**Challenge**
Rewrite only the rows below from the line holding "Identify the small" through the end of the rows, inclusive, keeping every line, including the requests. Multiply each x and y coordinate in the answers by 1.8 and round it to a whole number, with halves rounded up, but leave the sample coordinates inside the requests unchanged.

[Part of a data file]
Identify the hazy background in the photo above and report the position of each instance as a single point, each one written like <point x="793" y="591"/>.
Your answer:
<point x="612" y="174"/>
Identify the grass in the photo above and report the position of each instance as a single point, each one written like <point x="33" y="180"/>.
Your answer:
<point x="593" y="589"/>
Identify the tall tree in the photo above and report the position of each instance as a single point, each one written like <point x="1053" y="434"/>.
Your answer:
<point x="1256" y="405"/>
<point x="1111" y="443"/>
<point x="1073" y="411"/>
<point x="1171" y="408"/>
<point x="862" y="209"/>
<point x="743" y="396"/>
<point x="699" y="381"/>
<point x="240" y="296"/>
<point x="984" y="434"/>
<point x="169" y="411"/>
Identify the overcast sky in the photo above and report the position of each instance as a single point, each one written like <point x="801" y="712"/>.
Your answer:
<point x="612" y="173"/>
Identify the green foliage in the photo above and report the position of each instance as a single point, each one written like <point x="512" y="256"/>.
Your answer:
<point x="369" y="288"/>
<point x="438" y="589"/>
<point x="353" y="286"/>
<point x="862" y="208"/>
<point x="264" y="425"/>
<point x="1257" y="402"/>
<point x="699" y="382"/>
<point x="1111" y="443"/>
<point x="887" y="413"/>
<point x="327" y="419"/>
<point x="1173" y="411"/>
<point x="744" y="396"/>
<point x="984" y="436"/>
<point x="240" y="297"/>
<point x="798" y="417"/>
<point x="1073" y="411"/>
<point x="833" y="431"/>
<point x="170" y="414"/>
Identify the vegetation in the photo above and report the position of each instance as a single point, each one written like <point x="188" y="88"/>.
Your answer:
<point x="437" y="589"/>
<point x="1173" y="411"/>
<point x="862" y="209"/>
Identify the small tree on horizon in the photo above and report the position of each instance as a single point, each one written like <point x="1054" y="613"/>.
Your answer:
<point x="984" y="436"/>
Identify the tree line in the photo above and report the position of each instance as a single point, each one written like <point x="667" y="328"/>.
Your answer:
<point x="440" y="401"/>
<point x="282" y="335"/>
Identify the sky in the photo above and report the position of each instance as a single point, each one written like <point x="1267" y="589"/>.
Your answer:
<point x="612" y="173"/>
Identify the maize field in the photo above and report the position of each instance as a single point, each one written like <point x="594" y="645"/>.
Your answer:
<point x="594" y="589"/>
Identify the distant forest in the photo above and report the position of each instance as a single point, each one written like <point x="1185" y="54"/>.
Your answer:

**Problem solution**
Identify the small tree on horizon in the photo above and report the position of each instance as a single point, each one written like <point x="1054" y="613"/>.
Your answer:
<point x="1771" y="785"/>
Identify the tree line in the photo above and report the position of each instance as a single point, each one written like <point x="667" y="328"/>.
Your answer:
<point x="792" y="722"/>
<point x="508" y="603"/>
Identify the sky in the photo above and report the position of each instance as a single point, each one written like <point x="1267" y="589"/>.
Your answer:
<point x="1102" y="311"/>
Identify the maize field in the photo above and report the position of each instance as a single point, each one written like <point x="594" y="645"/>.
Your answer:
<point x="1069" y="1060"/>
Identify the distant forest in the photo above and report the position of each instance as a single point, each one written like <point x="1185" y="54"/>.
Your answer:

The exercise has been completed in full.